RECORDS FOR THIS TASK ▸

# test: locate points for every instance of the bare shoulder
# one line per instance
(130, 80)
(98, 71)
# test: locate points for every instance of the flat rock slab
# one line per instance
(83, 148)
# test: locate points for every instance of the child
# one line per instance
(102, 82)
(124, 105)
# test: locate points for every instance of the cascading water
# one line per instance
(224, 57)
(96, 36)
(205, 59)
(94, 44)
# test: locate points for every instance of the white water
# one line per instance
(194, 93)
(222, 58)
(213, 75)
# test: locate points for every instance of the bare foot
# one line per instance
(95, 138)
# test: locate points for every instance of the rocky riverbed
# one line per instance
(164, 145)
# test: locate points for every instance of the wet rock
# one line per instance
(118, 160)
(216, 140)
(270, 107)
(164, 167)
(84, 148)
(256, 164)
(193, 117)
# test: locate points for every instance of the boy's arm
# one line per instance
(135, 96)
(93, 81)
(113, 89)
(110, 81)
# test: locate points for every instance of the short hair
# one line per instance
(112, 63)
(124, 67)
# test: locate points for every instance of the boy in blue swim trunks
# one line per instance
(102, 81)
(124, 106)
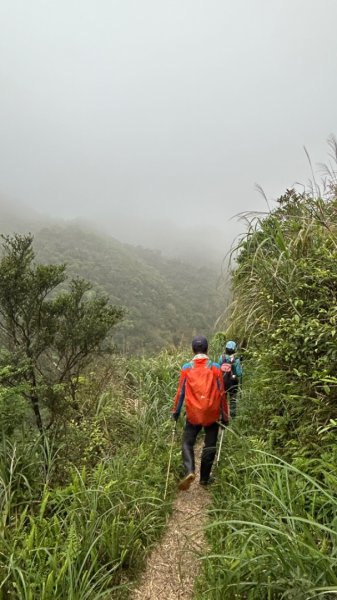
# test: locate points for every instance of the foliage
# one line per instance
(272, 529)
(285, 308)
(49, 337)
(77, 522)
(167, 301)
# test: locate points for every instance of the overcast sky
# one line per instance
(146, 110)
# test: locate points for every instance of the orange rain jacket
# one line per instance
(201, 387)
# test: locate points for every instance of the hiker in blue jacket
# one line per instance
(230, 365)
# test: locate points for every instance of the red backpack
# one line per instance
(202, 395)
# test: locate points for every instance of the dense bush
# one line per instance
(81, 510)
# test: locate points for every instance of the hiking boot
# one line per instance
(185, 483)
(206, 482)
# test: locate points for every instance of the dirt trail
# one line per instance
(173, 565)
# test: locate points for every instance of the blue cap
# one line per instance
(199, 344)
(231, 345)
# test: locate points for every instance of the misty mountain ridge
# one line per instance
(167, 300)
(205, 245)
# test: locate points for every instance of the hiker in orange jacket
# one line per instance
(201, 387)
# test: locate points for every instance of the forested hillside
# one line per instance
(167, 300)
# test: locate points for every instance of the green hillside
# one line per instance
(167, 300)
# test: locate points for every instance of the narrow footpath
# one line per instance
(173, 565)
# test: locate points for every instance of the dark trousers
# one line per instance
(208, 451)
(232, 393)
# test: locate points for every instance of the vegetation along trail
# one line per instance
(171, 568)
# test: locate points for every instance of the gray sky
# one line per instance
(134, 111)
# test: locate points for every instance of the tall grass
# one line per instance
(272, 529)
(82, 531)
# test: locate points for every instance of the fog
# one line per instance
(155, 119)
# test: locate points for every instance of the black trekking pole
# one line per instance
(174, 430)
(220, 445)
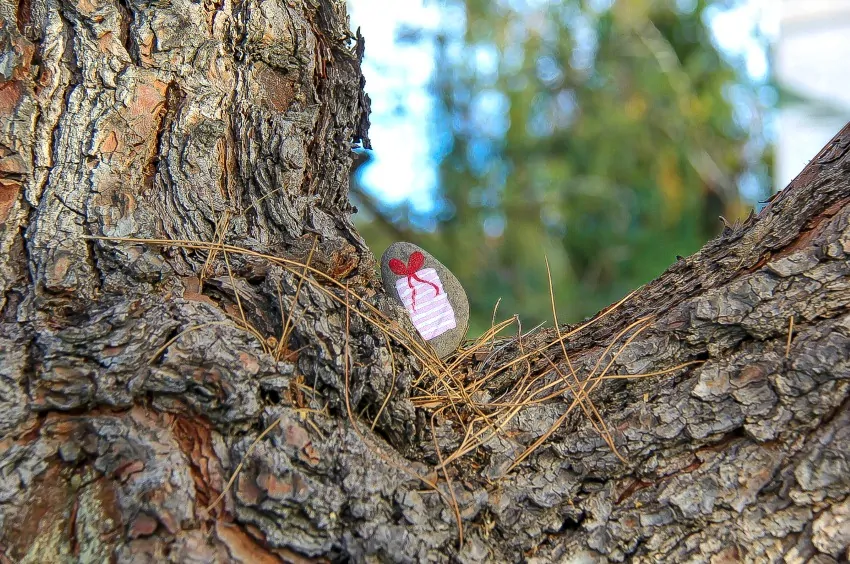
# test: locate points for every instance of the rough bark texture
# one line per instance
(210, 120)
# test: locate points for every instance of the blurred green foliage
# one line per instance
(606, 136)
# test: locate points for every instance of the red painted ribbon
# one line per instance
(414, 263)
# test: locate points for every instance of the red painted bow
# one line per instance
(414, 263)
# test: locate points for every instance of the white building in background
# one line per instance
(812, 58)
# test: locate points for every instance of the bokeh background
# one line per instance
(608, 136)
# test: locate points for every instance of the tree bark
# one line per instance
(137, 378)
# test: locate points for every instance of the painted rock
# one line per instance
(435, 300)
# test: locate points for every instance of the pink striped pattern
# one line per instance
(434, 314)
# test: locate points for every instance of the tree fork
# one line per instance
(232, 123)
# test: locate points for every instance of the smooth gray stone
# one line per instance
(430, 316)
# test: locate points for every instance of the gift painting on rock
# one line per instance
(423, 296)
(431, 294)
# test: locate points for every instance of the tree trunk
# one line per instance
(137, 377)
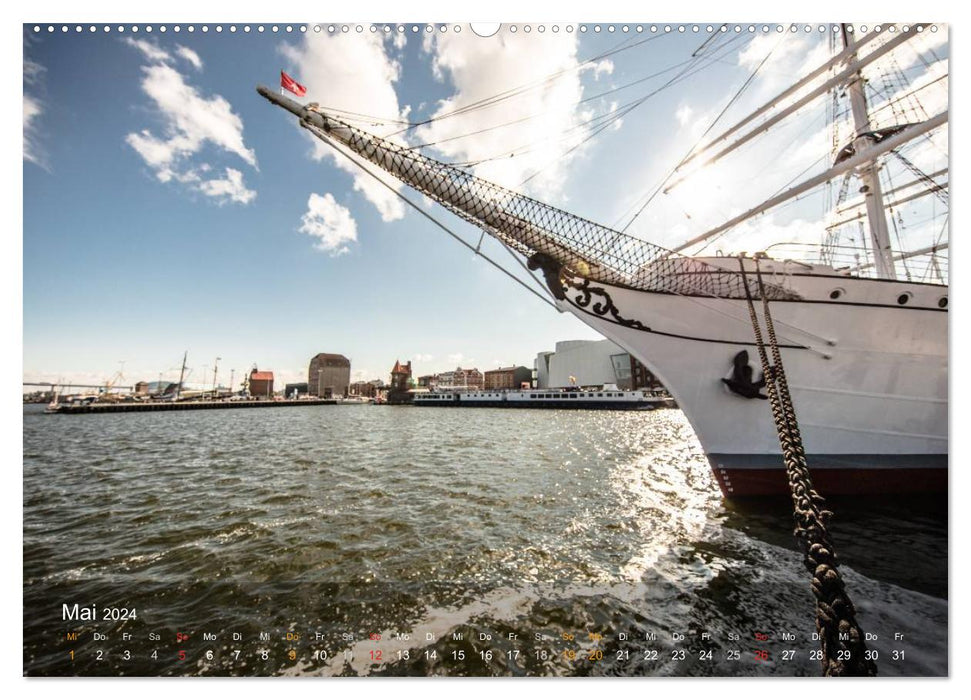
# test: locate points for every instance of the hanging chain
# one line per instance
(841, 638)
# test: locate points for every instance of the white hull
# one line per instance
(868, 378)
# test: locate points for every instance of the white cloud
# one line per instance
(151, 51)
(479, 69)
(190, 56)
(330, 222)
(459, 359)
(190, 122)
(228, 189)
(352, 73)
(33, 108)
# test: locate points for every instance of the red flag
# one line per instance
(292, 85)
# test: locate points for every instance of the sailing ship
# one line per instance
(865, 351)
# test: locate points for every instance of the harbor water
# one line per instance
(527, 540)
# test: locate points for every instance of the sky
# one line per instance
(169, 208)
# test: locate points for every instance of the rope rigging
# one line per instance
(475, 249)
(841, 638)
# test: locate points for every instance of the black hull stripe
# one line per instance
(830, 461)
(601, 406)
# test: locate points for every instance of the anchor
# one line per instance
(741, 380)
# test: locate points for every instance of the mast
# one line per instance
(178, 389)
(869, 172)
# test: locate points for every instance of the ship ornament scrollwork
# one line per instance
(597, 300)
(742, 380)
(591, 299)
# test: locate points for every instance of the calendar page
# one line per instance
(513, 349)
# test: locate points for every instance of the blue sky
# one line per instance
(168, 207)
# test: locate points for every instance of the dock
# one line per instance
(139, 406)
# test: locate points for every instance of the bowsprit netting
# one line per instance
(580, 246)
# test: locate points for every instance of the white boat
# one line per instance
(866, 353)
(565, 398)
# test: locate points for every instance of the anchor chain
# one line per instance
(841, 638)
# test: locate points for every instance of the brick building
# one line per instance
(329, 375)
(260, 383)
(470, 379)
(507, 378)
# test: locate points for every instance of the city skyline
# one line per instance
(193, 216)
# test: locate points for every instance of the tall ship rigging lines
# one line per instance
(863, 339)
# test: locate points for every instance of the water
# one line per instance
(324, 526)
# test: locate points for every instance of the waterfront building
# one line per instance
(460, 379)
(591, 363)
(329, 375)
(296, 390)
(260, 383)
(507, 378)
(368, 389)
(399, 391)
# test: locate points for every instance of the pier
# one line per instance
(137, 406)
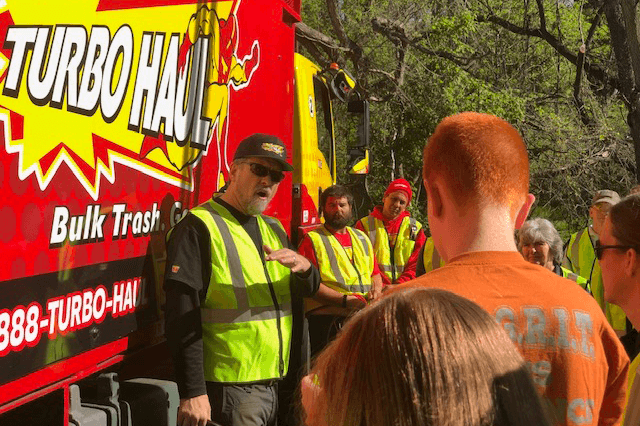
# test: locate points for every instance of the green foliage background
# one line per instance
(454, 62)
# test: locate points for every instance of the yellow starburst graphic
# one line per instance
(67, 119)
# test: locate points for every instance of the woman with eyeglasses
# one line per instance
(539, 243)
(619, 254)
(421, 357)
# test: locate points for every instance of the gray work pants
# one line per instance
(243, 405)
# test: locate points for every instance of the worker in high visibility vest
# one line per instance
(397, 238)
(229, 277)
(580, 256)
(539, 243)
(348, 270)
(618, 252)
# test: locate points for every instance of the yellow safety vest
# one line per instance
(337, 270)
(392, 267)
(430, 257)
(246, 314)
(581, 259)
(633, 368)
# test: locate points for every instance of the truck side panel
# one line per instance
(112, 124)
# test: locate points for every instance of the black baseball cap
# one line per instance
(263, 146)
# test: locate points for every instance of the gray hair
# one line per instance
(539, 229)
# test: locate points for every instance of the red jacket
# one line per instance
(392, 227)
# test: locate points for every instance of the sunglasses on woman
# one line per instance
(600, 248)
(262, 171)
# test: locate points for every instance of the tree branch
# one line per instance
(595, 72)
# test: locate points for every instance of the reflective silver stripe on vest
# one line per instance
(333, 260)
(575, 250)
(372, 229)
(363, 240)
(229, 316)
(243, 313)
(389, 268)
(273, 223)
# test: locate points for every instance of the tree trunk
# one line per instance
(622, 38)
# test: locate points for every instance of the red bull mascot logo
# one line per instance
(91, 83)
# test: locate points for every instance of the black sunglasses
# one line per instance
(599, 248)
(262, 171)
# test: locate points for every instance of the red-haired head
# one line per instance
(481, 158)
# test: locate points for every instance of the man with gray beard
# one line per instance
(348, 269)
(229, 280)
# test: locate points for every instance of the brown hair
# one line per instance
(335, 191)
(424, 357)
(481, 157)
(625, 220)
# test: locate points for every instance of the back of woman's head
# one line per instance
(420, 357)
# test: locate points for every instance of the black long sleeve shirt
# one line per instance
(187, 277)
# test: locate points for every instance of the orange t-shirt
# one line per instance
(576, 360)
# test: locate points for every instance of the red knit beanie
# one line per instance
(400, 185)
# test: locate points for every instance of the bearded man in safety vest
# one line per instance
(580, 256)
(229, 278)
(348, 270)
(397, 238)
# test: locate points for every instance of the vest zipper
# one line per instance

DESCRIPTION OF THE TASK ▸ Look through the entries above, find each line containing "vest", and copy it.

FINISHED EXERCISE ▸
# test: locate points for every instance of the worker in high visibility vest
# test: locate points for every instance of the yellow safety vest
# test: locate points for every instance of the reflective silver stripe on vest
# test: locate points for every instance of the bearded man in safety vest
# test: locate points for every instance of the vest zipper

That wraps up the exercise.